***** RECORDS FOR THIS TASK
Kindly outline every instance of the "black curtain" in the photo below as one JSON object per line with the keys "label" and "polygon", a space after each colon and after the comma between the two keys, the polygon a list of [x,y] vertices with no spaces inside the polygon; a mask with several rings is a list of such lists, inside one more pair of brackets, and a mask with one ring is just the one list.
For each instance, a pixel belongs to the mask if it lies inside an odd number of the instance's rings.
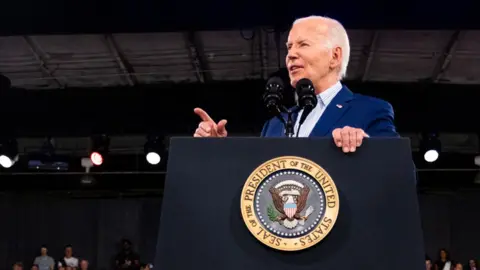
{"label": "black curtain", "polygon": [[0,195],[0,267],[22,261],[29,269],[40,246],[55,260],[63,247],[89,260],[93,269],[111,269],[121,238],[130,239],[142,262],[153,262],[161,199],[68,199]]}
{"label": "black curtain", "polygon": [[419,196],[425,250],[432,259],[447,248],[453,260],[480,257],[480,191]]}

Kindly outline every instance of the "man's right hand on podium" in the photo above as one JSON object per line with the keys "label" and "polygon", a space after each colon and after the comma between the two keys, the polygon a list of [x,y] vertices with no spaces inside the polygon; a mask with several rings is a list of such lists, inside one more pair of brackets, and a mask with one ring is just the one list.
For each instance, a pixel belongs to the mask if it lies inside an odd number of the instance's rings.
{"label": "man's right hand on podium", "polygon": [[224,119],[215,123],[204,110],[195,108],[193,112],[202,119],[197,130],[195,130],[195,134],[193,134],[194,137],[227,137],[227,130],[225,129],[227,120]]}

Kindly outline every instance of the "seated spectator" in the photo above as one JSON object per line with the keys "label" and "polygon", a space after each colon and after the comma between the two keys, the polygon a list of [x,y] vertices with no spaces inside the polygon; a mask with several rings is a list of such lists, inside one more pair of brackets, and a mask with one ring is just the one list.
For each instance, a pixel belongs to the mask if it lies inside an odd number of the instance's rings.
**********
• ASSIGNMENT
Pick out and copy the lines of the entries that hold the string "comma".

• YOUR SOLUTION
Kindly outline every instance of the "black curtain" in the photo below as one JSON object per line with the keys "label" and "polygon", a space after each colon and after the comma between the two keys, the polygon a list of [x,y] vertices with no spaces inside the polygon; a mask with several rings is a list of such lists, inside one more pair of brackets, and a mask with one ring is just the one list.
Kindly outline every instance of the "man's right hand on podium" in the photo above as one JSON object per line with the keys "label" and "polygon", a space after each colon and after the comma between the two keys, the polygon a list of [x,y] vertices with no spaces inside the polygon; a mask with several rings is a list of such lists, inside one more pair of brackets, and a mask with one ring is just the one list.
Kindly outline every instance of the "seated spectator" in the photo above as one JSON object per line with the keys "label" and "polygon", a space after each colon and after the comma between the two keys, the polygon a list of [x,y] vertices with no spaces inside the polygon; a mask with several rings is a list of such lists, inside one more pair of brackets, and a mask with one ring is just the one list.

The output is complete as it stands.